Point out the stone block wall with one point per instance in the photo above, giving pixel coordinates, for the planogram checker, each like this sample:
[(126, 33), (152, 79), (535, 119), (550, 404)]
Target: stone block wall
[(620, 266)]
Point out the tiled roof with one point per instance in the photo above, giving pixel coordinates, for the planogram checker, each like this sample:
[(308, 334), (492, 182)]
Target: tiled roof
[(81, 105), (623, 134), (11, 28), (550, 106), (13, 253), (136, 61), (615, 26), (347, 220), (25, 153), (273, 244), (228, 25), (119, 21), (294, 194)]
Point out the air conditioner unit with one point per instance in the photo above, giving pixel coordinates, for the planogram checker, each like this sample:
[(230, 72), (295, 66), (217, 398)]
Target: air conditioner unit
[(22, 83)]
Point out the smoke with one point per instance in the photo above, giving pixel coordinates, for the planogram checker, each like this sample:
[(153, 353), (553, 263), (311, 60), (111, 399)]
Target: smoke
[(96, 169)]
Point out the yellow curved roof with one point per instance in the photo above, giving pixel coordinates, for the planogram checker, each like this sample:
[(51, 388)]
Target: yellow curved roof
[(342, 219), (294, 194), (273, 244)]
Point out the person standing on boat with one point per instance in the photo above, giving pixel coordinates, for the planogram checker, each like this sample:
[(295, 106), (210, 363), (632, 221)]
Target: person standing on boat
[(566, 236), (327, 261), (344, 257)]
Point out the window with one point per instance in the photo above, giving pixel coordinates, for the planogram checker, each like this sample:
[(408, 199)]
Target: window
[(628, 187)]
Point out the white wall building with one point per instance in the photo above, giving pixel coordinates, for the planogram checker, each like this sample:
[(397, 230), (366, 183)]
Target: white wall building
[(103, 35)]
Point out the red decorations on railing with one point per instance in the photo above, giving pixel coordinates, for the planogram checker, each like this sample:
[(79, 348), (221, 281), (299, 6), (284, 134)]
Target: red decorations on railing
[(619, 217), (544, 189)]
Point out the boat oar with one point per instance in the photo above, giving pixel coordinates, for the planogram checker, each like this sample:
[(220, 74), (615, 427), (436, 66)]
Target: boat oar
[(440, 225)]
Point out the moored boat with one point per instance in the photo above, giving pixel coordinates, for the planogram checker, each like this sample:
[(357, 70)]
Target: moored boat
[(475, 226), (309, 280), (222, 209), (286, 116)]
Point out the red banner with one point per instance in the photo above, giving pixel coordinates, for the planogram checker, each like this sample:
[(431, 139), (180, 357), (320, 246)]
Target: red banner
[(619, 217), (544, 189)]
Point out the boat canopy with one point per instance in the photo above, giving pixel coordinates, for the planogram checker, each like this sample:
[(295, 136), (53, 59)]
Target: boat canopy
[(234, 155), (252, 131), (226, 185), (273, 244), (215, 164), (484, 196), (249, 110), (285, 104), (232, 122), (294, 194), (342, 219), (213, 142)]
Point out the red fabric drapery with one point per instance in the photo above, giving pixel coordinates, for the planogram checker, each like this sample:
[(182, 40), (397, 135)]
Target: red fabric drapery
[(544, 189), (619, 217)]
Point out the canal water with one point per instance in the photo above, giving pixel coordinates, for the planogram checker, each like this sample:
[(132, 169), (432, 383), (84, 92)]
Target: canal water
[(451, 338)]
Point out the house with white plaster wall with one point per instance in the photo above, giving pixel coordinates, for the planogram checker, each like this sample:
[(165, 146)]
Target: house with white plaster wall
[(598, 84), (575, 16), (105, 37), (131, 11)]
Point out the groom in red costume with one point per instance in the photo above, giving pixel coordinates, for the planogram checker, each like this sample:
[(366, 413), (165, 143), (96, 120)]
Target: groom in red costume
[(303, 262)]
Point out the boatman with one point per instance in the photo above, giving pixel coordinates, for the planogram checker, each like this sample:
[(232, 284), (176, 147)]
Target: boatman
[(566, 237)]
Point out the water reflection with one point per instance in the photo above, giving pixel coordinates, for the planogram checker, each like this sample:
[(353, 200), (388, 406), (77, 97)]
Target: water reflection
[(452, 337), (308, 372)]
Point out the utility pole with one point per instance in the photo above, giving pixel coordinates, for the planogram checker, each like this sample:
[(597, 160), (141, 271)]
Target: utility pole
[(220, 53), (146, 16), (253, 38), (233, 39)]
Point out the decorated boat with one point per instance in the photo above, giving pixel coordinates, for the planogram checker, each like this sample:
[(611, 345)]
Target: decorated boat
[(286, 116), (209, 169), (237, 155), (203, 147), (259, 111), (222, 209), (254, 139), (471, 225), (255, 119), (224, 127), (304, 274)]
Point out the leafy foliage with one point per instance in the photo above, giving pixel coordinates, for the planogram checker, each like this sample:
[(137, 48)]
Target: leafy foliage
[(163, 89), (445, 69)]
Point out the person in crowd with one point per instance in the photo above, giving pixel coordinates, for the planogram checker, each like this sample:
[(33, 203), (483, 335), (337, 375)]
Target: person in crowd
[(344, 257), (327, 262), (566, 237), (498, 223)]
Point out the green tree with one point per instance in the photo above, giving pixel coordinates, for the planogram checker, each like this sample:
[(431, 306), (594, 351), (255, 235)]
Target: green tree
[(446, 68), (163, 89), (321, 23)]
○ ○ ○ ○
**Given problem:**
Could you copy the material above word for word, beginning at the line that has "Point out the red fabric" and stopping after the line that has "[(220, 53), (146, 16), (253, 38), (233, 39)]"?

**Solution for this task:**
Point out the red fabric drapery with one point per instance in the photo above, giving pixel coordinates, for the planogram checker, each like this sample:
[(182, 40), (397, 135)]
Target: red fabric drapery
[(544, 189), (619, 217)]
Point out the canal water with one point per instance in the photo above, giving pixel coordinates, for the planogram checker, each like this sample:
[(132, 169), (432, 383), (84, 92)]
Target: canal water
[(451, 338)]
Point out the house with white plaster wall with one point per instance in the photo above, giving pixel coordinates, for the planogram checker, each like this sample:
[(165, 146)]
Target: house with white plaster wall
[(598, 84), (575, 16), (105, 37), (131, 11)]
Point out the groom in red costume with one point per instance in the photo above, giving pixel coordinates, for the planogram checker, each like this sample:
[(366, 413), (165, 143), (96, 120)]
Target: groom in red costume
[(303, 262)]
Point out the boatman with one point per instance in the photo above, giving pixel coordinates, for the planogram checker, each like this sample:
[(232, 284), (176, 147)]
Target: boatman
[(566, 237)]
Point out the water reflection with one point per instance in the photo above, giving pixel coordinates, for the planogram checker, each like this sample:
[(353, 200), (388, 406), (77, 97)]
Target: water reflection
[(452, 337), (308, 372)]
Point out the utility pole with one point per instance in the photo above, giving pixel coordinates, for the planogram checker, each like this sample:
[(597, 160), (141, 271)]
Target: utility pole
[(220, 53), (146, 16), (253, 38), (233, 39)]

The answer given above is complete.